━━ Selection

# Advice on a Very Aggressive Parrot Cichlid



## mariannelev

Hello,

I have recently bought a parrot cichlid from the pet store where I worked before and temporarily put him in a smaller tank until I found the larger tank that I want to have. 

I now work in a different pet store and I have found a very nice 50 or 60 gallon tank and I am thinking of getting it, cycling it, and then transferring my parrot cichlid in there with other american cichlids such as convicts.

Now here's the problem:

This parrot cichlid, who now measures about 4 or 5 inches, is highly agressive. When I get close to the tank he bangs himself against the glass trying to bite me, and when I put my hand in, he snaps my hand(though it doesn't hurt me).

I was wondering, if I change tanks and put him in a larger one with other cichlids such as convicts, would he attack them all or would he behave because it is no longer HIS territory but a new one?

Thanks


----------



## Peeps

Well that just depends on the parrot. Cons are very aggressive so it may work out. Some parrots can be very nasty. Mine is semi-aggressive. I have mine with an oscar. But the cons, if they are bigger should be able to fend for themselves. If not you will have to keep that parrot alone I guess. The only thing you can do is try. How big is your parrot? If you have a bigger tank it may work out.

━━━━
━━ Provided data

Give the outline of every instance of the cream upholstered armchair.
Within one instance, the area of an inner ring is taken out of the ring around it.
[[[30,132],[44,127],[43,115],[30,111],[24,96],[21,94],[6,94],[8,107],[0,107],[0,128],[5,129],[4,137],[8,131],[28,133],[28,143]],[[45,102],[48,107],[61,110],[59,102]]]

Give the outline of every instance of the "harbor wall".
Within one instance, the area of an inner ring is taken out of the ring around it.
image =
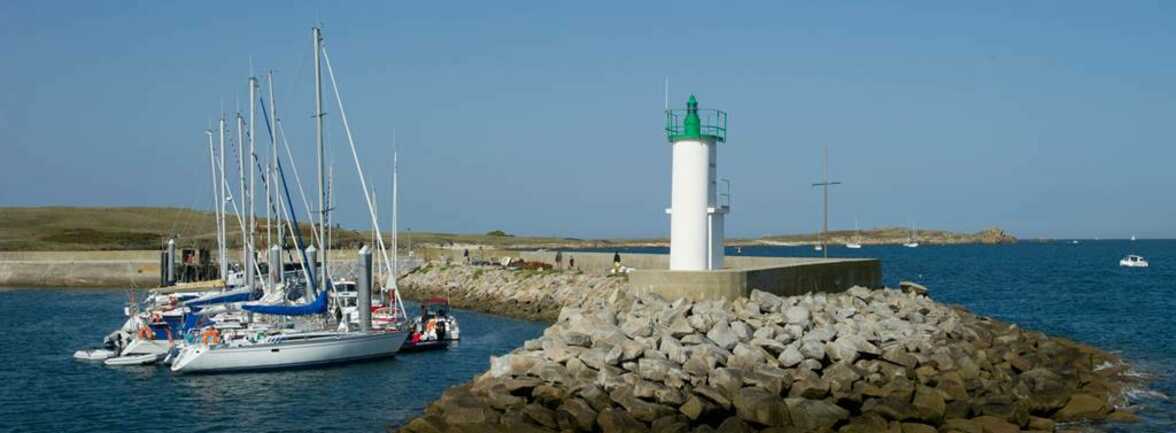
[[[553,324],[388,431],[1053,432],[1136,417],[1116,355],[926,291],[691,301],[627,282],[445,261],[416,269],[403,280],[416,295],[530,308]]]
[[[240,251],[234,253],[240,258]],[[0,287],[156,287],[159,254],[154,249],[0,252]],[[355,254],[332,252],[330,268],[349,272]]]
[[[0,252],[0,287],[158,285],[158,251]]]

━━━━

Extend the forum thread about the aggressive parrot cichlid, starting after its last sentence.

**Response to this exercise:**
----------



## emc7

cons generally hold their own with any SA fish. Its usually the "blood parrot" that has issues because they can't really bite down. But the real parrot cichlid, this guy. http://www.atlantaaquarium.com/forum/viewtopic.php?pid=18026#p18026 , might bash the cons.


----------



## mariannelev

Thanks everyone! I guess I will try it. My parrot is about 4 inches long so far, and is probably around a year old since it had been at the pet store for at least 6 months when I got it, and it came from another pet store where it had been before.

I was thinking of getting something like a 60 gallon tank, maybe larger depending, is that alright? I don't intend to put a high amount of fish in it, only a few american cichlids other than my parrot.

Oh, and strangely enough, my parrot's mouth is not deformed to the point where it can't bite down at all, I've actually seen it close its mouth a few times and it's shape is not as irregular as others I've seen.


----------



## Peeps

> Oh, and strangely enough, my parrot's mouth is not deformed to the point where it can't bite down at all, I've actually seen it close its mouth a few times and it's shape is not as irregular as others I've seen.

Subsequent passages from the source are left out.